▶ PROBLEMS TO WORK ON
1. In the NYC flights assignment, which three airport codes does the filter step keep as destinations?
2. Write the next part of the NYC flights assignment, picking up after its final sentence.

▶ PASSAGE
NYC_FlightsAssignment

Author

Asma Abbas

Assignment: Create one data visualization with this dataset. Open a new quarto document and use the chunk above to load the nycflights23 library package and then load the data into your global environment. Create one plot to visualize some aspect of this dataset. The plot may be any type we have covered so far in this class (bar graphs, scatterplots, boxplots, histograms, treemaps, heatmaps, streamgraphs, or alluvials)

Loading the necessary libraries and data

library(tidyverse)
Warning: package 'tidyverse' was built under R version 4.4.3
── Attaching core tidyverse packages ──────────────────────── tidyverse 2.0.0 ──
✔ dplyr     1.1.4     ✔ readr     2.1.5
✔ forcats   1.0.0     ✔ stringr   1.5.1
✔ ggplot2   3.5.1     ✔ tibble    3.2.1
✔ lubridate 1.9.3     ✔ tidyr     1.3.1
✔ purrr     1.0.2     
── Conflicts ────────────────────────────────────────── tidyverse_conflicts() ──
✖ dplyr::filter() masks stats::filter()
✖ dplyr::lag()    masks stats::lag()
ℹ Use the conflicted package (<http://conflicted.r-lib.org/>) to force all conflicts to become errors
library(nycflights23)
Warning: package 'nycflights23' was built under R version 4.4.3
data(flights)
data(airlines)

The graph I want to make is one that show each carrier and how late they’ve arrived to DMV airports.

Filtering data for Dulles airport and renaming some variables

  • Include at least one dplyr command (filter, sort, summarize, group_by, select, mutate, ….)
flights_DMVdelayed<- flights |>
  filter(dest %in%c("IAD", "BWI", "DCA"))|>
  left_join(airlines, by = "carrier") |>
  mutate(delay = arr_delay)|>
  select(carrier, delay, name, dest)

To make this is kinda just followed the frame of what was done in the data journalism document. So essentially here I just filtered out the flights going to the dmv airports from the entire dataset. I used left join to keep the data intact and to make sure that the flights and airline data that has the name of the carriers matches up. and then I just used mutate to change the variable name because I thought delay was better. Then for the last line I just selected the data that would make sense for the boxplot.

▶ ENTRIES PROVIDED
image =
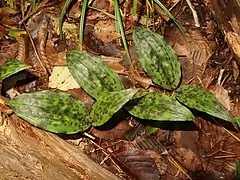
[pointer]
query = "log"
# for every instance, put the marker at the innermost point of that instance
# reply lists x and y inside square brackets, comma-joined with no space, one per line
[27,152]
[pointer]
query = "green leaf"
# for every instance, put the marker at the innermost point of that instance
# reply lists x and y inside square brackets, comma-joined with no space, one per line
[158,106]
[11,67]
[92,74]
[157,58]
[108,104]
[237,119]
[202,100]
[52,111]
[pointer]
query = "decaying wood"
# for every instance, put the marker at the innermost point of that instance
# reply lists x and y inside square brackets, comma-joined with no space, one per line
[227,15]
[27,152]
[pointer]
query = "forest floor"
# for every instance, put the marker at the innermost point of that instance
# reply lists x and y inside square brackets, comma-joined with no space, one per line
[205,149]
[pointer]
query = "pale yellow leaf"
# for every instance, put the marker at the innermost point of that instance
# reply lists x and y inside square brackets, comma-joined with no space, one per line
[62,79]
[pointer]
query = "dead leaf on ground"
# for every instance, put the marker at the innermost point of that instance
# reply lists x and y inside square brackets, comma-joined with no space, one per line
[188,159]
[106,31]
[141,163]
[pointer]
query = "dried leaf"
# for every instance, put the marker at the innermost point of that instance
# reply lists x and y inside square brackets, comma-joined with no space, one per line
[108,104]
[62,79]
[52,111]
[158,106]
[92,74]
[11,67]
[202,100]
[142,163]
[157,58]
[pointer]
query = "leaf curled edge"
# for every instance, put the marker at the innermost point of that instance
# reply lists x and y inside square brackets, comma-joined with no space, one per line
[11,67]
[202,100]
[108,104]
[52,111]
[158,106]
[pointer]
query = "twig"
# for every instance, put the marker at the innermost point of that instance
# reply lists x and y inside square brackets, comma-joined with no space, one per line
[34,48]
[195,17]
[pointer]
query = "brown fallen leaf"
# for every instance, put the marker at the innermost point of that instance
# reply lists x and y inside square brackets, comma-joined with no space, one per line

▶ ANSWERS GIVEN
1. IAD, BWI, and DCA.

2.
Making the actual boxplot:

Include labels for the x- and y-axes and a caption for the source for the data Include a title Your plot must incorporate at least 2 different colors Include a legend that indicates what the colors represent

ggplot(flights_DMVdelayed, aes(x = name, y = delay, fill = dest)) +
  geom_boxplot() +
  scale_fill_manual(values = c("lightblue", "forestgreen", "darkmagenta")) + 
  labs(
    title = "Delayed Flights At DMV Airports",
    x = "Airline Carrier",
    y = "Arrival Delay (minutes)",
    caption = "Data Source: nycflights23"
  ) +
  theme_gray() +
  theme(
    axis.text.x = element_text(angle = 30, hjust = 1)  
  )
Warning: Removed 369 rows containing non-finite outside the scale range
(`stat_boxplot()`).

So here I made a boxplot using the data frame I created. I labeled the x and y axis and then selected the fill colors. Then I brought about the title, labels, and the caption and selected a theme. I looked at all the different ones but I thought this one was the most readable. Then I noticed that the names of the airline carriers were meshed into one another, so I searched up how I could fix it and use the axis.text function to work with the angle and alignment. I wanted to make the boxplots bigger and easier to read, but was unsure how.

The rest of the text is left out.